__What the task requires__. Could you rewrite the records from the line with "Give bounding boxes for white cascading" to the line with "[124,72,590,773]", swapping "rocky outcrop" for "stone outcrop" and changing nothing else? Leave the pictures out of your answer.
|---|
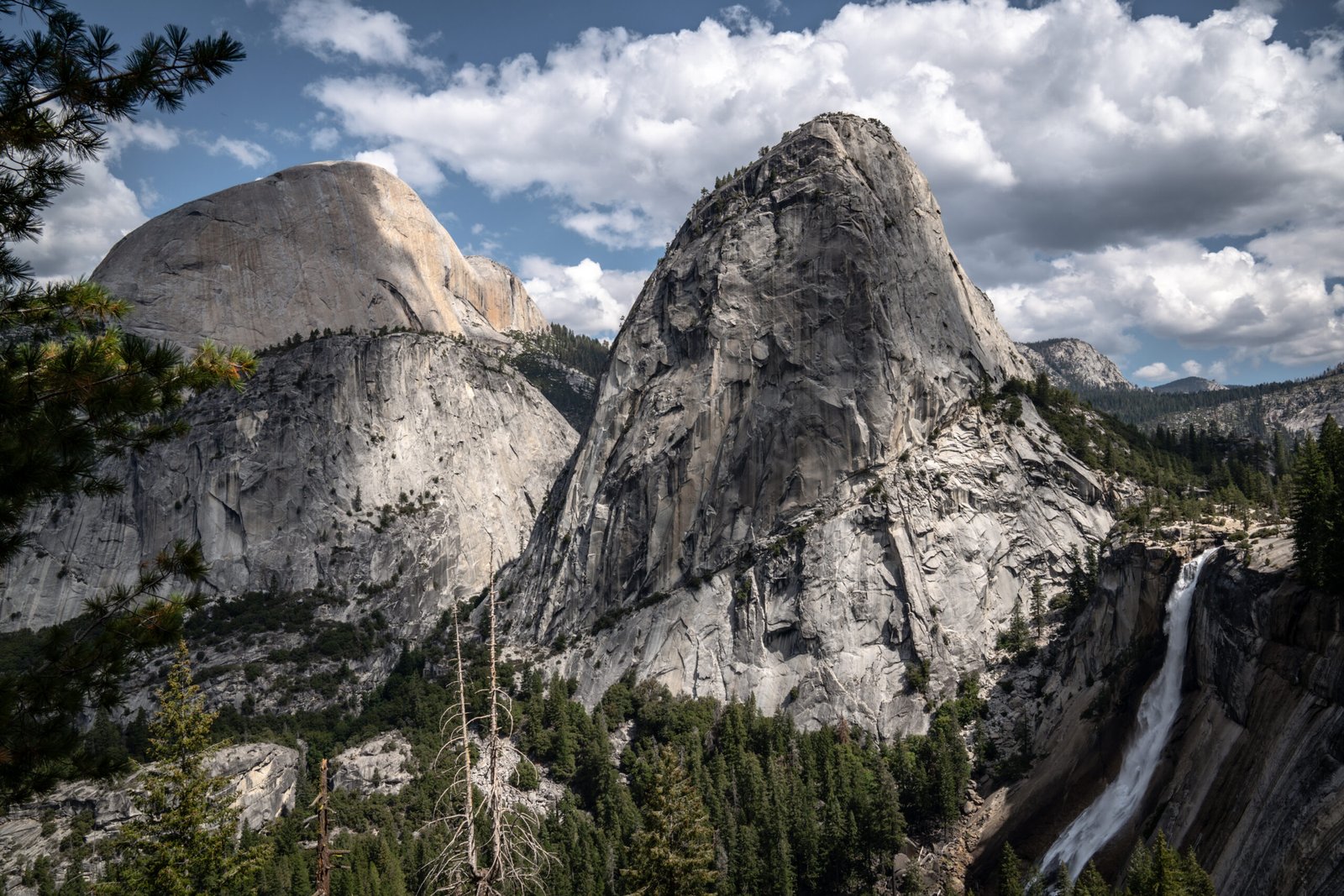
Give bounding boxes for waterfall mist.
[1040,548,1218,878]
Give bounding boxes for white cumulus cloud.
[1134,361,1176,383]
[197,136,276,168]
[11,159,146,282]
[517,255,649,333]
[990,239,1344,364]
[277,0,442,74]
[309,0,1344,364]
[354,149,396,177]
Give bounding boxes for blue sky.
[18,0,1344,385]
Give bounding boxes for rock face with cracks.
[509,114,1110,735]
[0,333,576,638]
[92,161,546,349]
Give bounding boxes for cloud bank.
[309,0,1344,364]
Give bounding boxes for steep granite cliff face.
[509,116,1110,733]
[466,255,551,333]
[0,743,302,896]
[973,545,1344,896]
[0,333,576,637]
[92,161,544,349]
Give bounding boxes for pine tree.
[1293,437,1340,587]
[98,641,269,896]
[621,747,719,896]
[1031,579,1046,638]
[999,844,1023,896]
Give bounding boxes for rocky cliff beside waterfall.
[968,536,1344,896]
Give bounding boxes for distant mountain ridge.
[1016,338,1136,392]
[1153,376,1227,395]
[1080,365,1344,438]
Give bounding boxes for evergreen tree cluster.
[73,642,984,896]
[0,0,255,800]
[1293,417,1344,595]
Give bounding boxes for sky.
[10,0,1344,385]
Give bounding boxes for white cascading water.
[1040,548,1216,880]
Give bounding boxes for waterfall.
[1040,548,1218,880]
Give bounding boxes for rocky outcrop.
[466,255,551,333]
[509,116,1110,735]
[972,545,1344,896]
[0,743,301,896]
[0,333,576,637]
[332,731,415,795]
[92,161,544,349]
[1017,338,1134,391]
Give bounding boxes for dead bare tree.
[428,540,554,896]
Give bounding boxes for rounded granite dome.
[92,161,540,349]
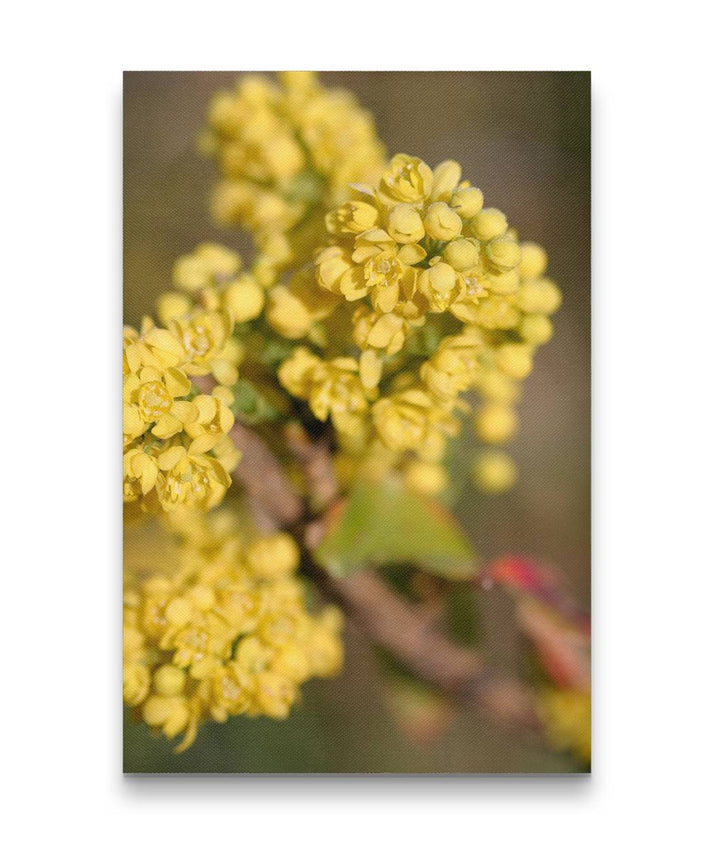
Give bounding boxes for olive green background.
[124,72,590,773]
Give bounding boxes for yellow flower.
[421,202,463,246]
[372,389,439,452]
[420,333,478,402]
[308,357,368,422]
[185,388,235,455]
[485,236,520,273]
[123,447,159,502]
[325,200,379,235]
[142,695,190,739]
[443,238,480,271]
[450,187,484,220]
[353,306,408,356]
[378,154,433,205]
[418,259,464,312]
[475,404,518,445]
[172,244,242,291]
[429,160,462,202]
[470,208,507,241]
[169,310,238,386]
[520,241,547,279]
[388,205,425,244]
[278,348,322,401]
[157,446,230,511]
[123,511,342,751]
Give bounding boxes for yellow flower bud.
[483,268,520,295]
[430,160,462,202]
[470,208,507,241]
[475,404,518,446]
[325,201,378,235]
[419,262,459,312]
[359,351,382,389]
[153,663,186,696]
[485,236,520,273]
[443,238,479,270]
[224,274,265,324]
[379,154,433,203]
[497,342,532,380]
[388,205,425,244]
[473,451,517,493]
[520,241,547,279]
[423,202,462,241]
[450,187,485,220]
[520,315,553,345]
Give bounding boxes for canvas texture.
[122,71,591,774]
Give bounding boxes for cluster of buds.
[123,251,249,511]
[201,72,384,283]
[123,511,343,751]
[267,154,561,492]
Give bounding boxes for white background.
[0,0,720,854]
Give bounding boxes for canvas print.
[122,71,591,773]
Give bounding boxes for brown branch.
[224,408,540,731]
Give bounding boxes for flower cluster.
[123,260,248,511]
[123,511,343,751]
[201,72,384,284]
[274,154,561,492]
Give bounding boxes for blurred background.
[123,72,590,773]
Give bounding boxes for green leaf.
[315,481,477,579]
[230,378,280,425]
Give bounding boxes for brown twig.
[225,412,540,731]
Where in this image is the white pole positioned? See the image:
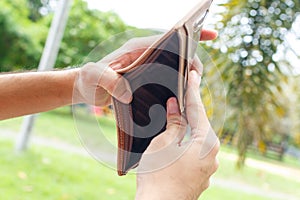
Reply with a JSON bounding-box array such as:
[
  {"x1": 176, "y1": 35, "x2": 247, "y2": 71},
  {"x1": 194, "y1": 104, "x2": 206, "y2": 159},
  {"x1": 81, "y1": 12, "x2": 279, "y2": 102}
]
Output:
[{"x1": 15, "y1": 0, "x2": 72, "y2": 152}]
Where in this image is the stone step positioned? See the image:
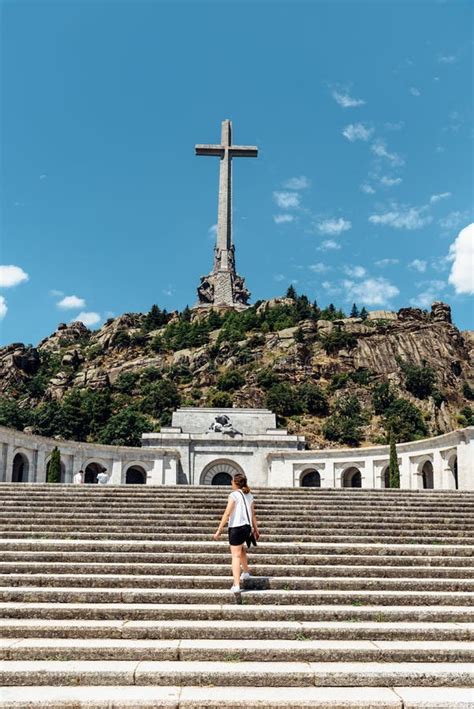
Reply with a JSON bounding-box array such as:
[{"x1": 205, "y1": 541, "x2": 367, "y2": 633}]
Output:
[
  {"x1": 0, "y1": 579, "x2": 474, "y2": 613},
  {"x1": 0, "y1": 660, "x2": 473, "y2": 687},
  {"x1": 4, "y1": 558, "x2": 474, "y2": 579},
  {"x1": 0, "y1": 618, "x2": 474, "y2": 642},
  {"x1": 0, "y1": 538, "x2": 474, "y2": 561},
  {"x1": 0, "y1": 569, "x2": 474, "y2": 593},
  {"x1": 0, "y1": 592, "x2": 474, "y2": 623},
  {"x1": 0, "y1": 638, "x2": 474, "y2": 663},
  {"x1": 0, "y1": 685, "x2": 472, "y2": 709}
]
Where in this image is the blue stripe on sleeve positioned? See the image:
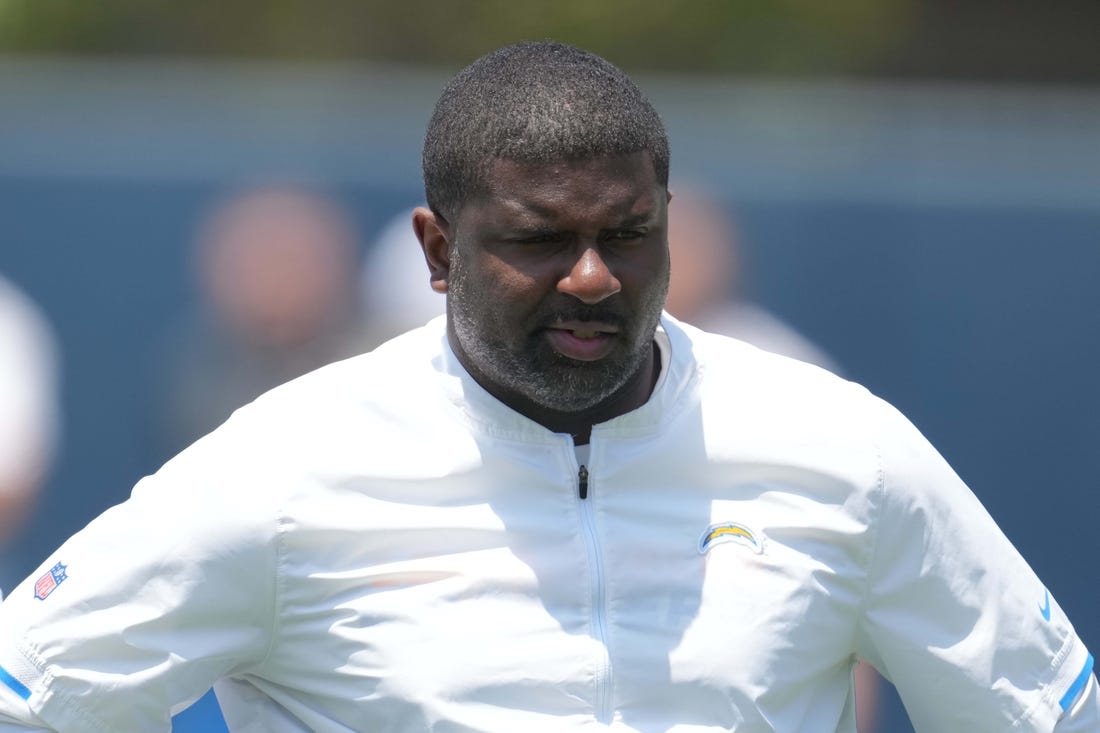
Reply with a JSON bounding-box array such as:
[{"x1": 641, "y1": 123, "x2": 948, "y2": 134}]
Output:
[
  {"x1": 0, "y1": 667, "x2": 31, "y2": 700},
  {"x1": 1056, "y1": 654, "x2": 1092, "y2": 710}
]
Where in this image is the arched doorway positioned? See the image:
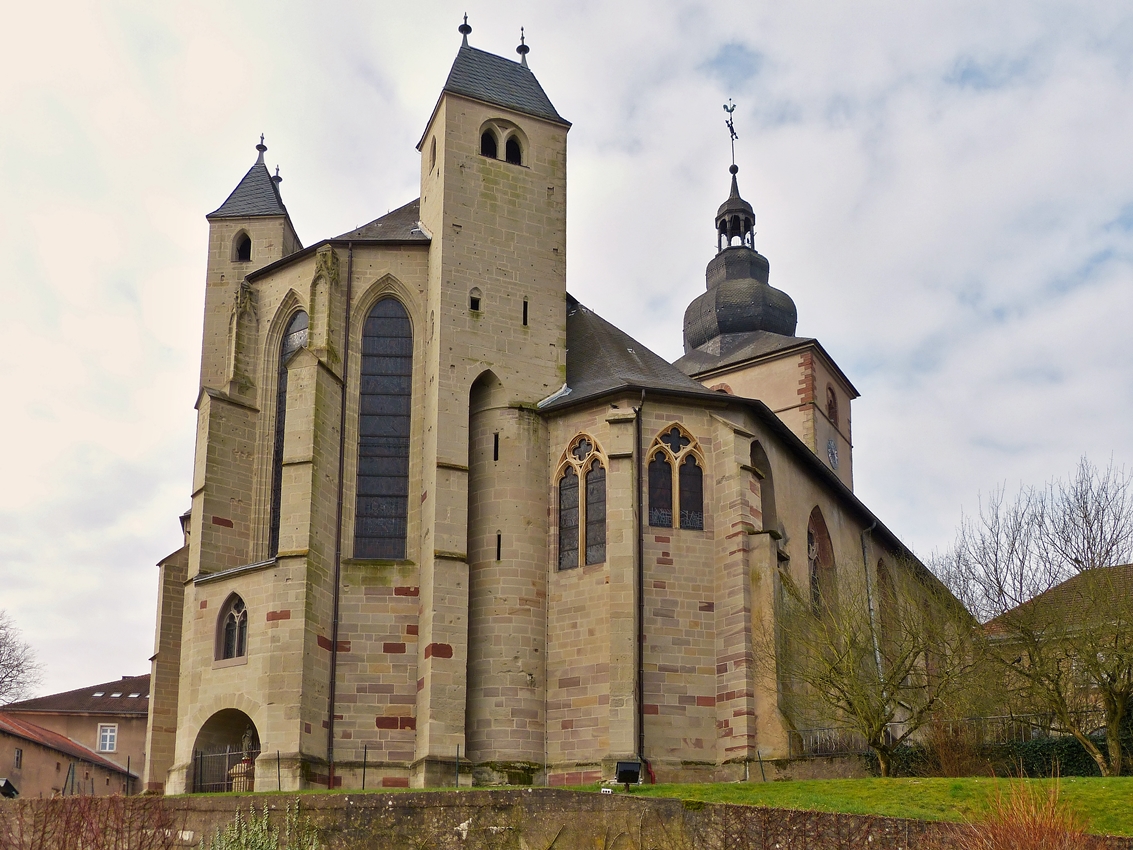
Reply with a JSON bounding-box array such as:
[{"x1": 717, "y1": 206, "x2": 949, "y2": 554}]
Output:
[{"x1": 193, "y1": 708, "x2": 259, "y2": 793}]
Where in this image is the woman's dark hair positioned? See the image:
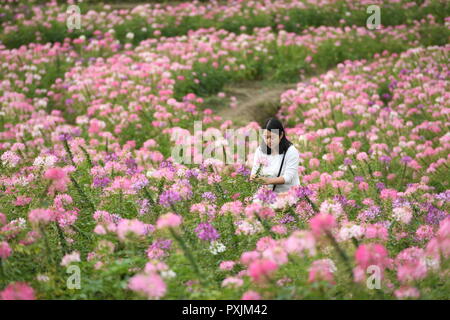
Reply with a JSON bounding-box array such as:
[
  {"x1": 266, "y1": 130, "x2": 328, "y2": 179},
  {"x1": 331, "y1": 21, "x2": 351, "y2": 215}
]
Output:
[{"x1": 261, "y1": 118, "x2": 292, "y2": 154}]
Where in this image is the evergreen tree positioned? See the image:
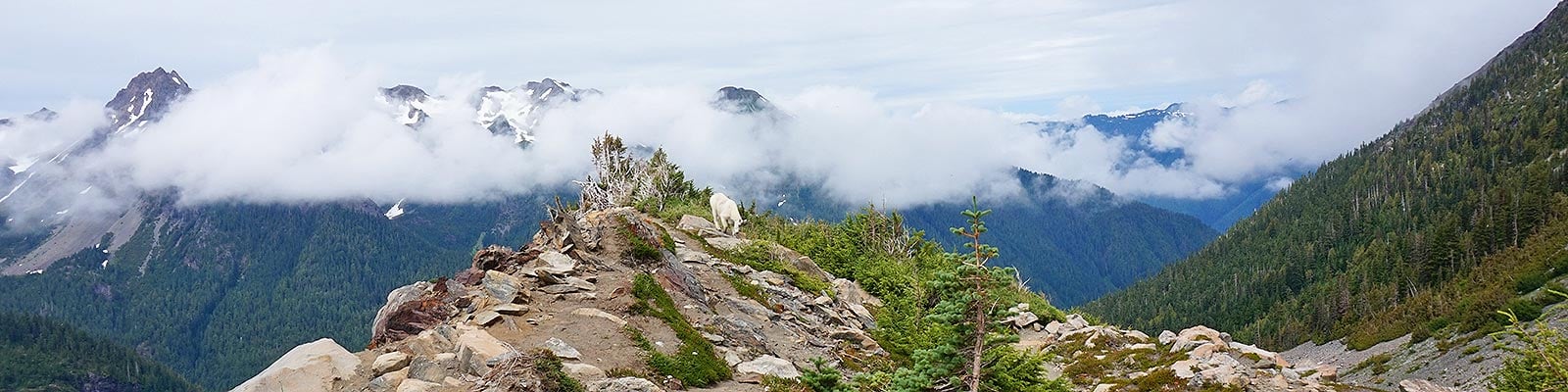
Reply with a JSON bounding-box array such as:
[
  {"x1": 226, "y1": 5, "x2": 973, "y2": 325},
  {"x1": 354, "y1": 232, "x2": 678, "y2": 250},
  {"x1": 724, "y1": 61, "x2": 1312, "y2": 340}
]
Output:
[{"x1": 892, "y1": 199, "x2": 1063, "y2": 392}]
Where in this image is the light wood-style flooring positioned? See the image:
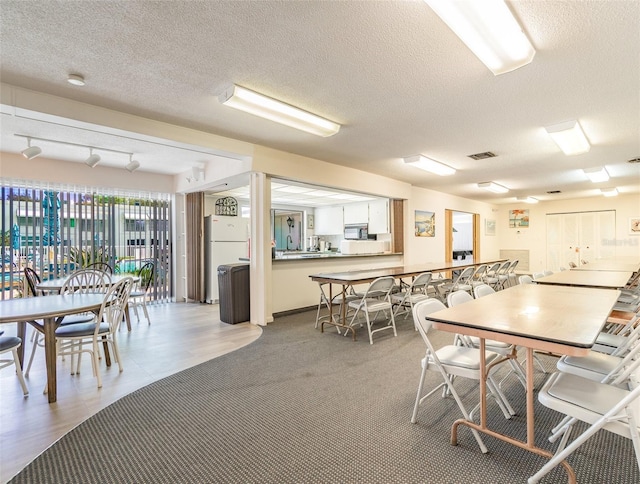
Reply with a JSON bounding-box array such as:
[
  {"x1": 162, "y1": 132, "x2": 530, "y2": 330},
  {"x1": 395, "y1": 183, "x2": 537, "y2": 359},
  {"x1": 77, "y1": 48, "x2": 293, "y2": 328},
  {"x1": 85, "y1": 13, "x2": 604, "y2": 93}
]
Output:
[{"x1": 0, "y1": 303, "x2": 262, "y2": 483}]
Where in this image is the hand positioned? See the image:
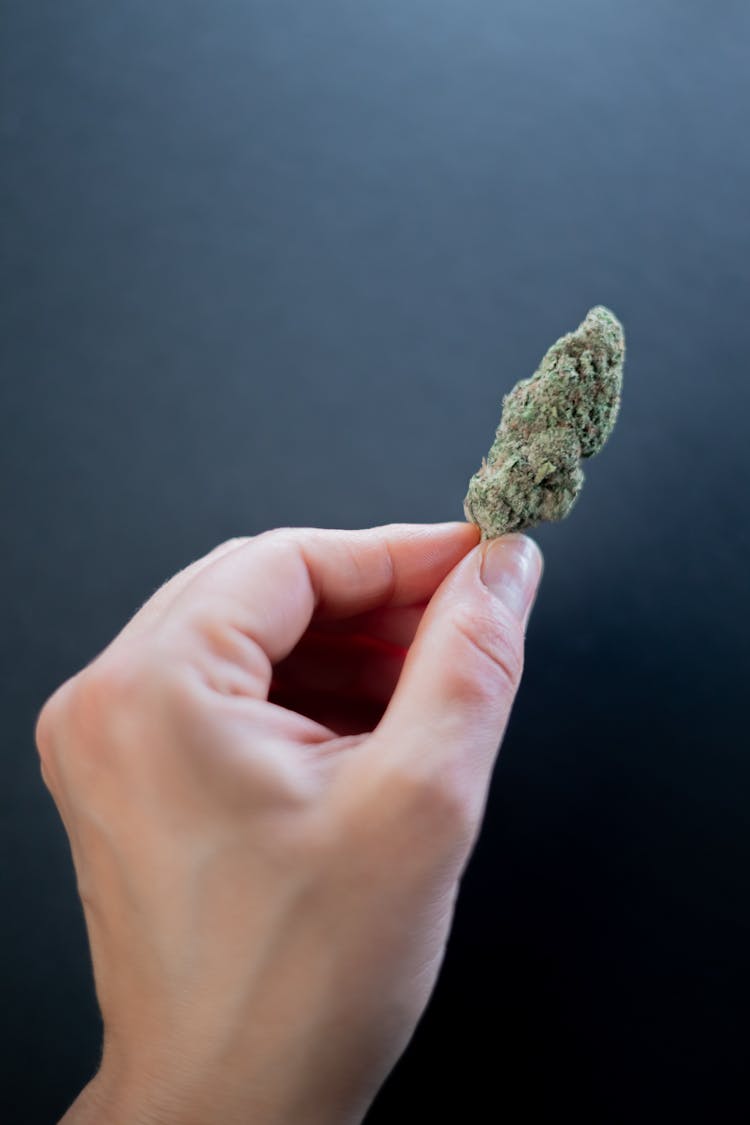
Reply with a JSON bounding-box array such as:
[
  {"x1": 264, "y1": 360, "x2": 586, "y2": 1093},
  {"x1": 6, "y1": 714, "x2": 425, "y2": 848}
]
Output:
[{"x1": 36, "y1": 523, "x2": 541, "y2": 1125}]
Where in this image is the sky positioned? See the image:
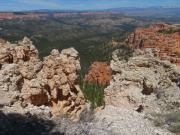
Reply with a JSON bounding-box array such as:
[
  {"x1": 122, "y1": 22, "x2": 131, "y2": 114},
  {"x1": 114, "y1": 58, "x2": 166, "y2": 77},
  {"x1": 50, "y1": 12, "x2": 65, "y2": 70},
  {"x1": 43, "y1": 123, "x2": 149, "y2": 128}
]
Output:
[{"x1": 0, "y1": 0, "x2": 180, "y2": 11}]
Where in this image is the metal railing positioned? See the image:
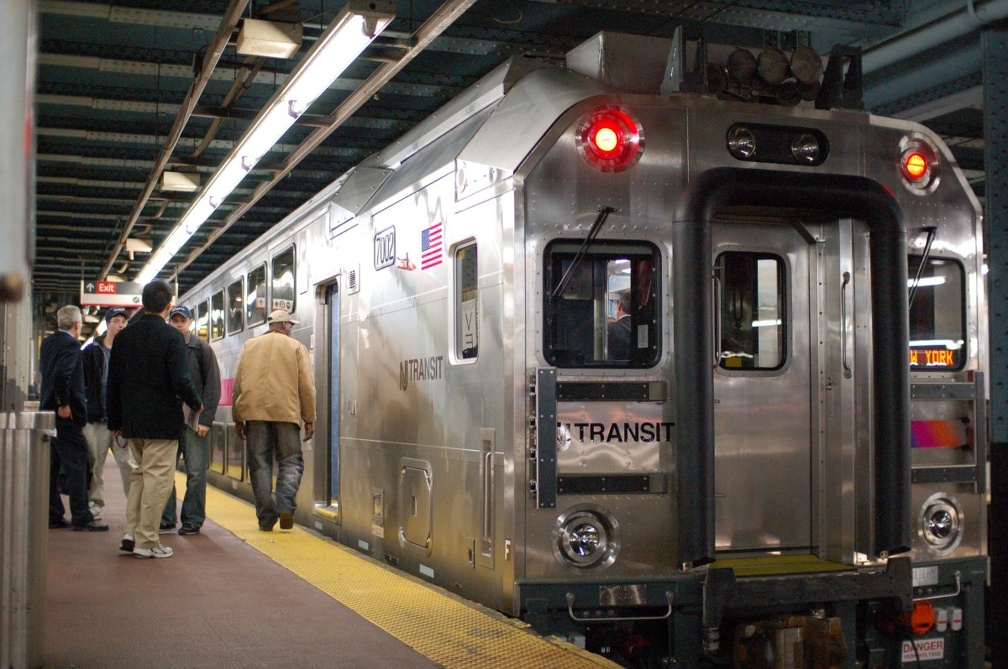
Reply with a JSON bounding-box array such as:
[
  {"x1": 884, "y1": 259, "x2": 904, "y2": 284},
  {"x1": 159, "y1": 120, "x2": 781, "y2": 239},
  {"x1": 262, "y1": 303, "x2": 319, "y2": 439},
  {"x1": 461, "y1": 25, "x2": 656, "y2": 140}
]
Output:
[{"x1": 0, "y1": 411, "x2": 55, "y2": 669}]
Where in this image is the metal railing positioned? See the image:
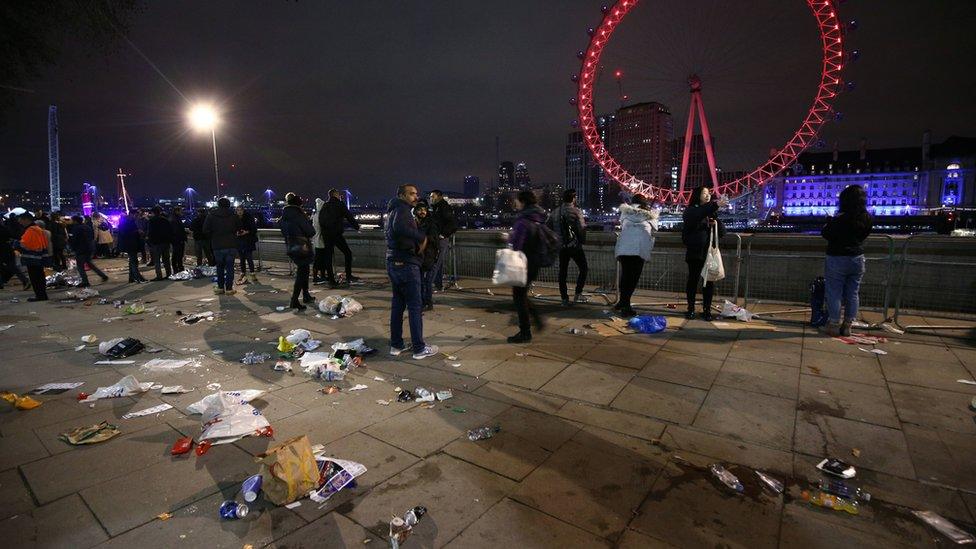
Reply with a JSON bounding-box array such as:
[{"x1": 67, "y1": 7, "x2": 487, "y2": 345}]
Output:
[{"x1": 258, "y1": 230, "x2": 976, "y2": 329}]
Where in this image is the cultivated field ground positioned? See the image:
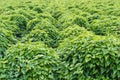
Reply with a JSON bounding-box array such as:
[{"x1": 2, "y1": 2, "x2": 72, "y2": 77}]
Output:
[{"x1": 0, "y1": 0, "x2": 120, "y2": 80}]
|---|
__Worked answer__.
Give bounding boxes for white cascading water.
[1040,548,1216,880]
Give bounding boxes for waterfall.
[1040,548,1218,880]
Give bounding boxes for stone outcrop.
[466,255,551,333]
[509,116,1110,735]
[972,545,1344,896]
[0,743,301,896]
[0,333,576,637]
[332,731,415,795]
[92,161,544,349]
[1017,338,1134,391]
Give bounding boxes for dead bare tree.
[428,540,554,896]
Give bounding boxes for rounded granite dome.
[92,161,540,349]
Give bounding boxes for olive green background.
[124,72,590,773]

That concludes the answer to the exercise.